- [Task details] In the records below, count every line where the string "horse" appears, and reply with the count only.

- [Exercise inputs]
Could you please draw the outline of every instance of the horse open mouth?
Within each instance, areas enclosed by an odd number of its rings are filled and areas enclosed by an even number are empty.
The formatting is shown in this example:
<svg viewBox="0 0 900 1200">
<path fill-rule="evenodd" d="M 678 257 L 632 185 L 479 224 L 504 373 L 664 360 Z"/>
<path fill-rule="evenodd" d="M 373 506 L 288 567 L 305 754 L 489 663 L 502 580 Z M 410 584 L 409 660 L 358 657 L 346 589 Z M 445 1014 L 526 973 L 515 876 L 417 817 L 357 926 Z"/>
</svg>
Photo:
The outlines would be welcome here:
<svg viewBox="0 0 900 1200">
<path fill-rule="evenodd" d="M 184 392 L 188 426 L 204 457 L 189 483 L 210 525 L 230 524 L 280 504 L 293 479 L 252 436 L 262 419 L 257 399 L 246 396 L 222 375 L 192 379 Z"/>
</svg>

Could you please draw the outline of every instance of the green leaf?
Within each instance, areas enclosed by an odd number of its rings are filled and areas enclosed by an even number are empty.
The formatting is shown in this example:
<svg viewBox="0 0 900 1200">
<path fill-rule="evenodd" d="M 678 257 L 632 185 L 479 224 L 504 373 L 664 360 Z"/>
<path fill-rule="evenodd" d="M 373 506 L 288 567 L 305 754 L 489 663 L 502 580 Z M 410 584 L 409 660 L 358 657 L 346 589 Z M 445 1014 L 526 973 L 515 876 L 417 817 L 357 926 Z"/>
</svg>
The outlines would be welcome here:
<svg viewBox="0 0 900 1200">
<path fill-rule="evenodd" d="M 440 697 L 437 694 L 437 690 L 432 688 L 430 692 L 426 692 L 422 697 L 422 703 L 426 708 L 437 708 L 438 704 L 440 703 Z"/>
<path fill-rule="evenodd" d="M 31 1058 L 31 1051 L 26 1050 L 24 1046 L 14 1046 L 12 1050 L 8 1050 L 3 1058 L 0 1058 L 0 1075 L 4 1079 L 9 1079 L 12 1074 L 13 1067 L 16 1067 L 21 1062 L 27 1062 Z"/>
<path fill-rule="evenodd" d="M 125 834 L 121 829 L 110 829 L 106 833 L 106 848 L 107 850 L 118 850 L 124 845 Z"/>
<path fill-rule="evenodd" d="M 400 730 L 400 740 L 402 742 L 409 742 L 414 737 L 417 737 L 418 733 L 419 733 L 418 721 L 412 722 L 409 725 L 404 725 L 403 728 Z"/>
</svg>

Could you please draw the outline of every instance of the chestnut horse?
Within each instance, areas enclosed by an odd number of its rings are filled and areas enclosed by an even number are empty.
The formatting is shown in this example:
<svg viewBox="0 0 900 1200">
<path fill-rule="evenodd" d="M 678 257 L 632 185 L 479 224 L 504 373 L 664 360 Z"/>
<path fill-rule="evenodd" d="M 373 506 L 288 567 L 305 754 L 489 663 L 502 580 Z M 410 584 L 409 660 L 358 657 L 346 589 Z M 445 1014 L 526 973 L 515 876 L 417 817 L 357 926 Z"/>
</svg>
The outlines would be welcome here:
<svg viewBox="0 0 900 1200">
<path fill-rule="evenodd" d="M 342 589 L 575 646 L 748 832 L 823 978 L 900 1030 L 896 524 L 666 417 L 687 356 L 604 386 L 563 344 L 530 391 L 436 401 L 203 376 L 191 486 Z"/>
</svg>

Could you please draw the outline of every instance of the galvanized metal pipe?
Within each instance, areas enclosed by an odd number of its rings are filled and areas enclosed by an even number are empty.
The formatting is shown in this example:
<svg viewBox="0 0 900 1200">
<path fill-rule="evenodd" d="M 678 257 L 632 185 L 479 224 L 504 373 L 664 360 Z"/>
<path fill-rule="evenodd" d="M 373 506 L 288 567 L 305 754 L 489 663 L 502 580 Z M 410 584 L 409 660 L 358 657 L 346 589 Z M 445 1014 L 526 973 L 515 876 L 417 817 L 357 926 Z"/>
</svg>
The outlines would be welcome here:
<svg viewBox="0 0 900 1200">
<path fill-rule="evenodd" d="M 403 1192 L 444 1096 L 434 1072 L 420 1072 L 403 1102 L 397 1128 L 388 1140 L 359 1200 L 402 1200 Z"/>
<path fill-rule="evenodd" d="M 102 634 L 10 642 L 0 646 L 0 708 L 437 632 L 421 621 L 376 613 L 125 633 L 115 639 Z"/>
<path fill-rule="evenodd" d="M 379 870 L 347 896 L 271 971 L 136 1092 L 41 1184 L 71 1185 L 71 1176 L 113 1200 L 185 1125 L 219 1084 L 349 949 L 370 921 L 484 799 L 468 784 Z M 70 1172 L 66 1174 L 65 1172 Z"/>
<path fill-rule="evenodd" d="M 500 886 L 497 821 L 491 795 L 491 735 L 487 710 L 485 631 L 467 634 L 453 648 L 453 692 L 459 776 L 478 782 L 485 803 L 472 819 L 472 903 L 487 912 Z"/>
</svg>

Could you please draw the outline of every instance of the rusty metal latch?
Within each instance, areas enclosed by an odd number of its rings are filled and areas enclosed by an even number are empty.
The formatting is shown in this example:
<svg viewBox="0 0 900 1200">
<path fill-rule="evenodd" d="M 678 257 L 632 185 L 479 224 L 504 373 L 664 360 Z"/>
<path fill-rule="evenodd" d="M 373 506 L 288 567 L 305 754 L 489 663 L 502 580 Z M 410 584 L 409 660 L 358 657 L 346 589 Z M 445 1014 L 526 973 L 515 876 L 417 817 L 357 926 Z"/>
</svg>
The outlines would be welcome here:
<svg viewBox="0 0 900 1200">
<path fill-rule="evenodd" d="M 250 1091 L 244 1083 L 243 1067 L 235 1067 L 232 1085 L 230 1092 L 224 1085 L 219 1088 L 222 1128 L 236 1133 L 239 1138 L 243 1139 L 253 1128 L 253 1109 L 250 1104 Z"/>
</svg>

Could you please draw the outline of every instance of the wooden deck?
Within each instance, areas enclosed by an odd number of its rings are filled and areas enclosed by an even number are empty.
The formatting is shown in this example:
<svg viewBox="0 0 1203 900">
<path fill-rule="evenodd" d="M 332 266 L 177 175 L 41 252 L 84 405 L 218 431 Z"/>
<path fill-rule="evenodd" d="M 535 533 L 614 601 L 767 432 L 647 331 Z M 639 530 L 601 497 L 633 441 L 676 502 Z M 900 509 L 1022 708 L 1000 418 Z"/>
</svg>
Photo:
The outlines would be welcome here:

- [Solution] 2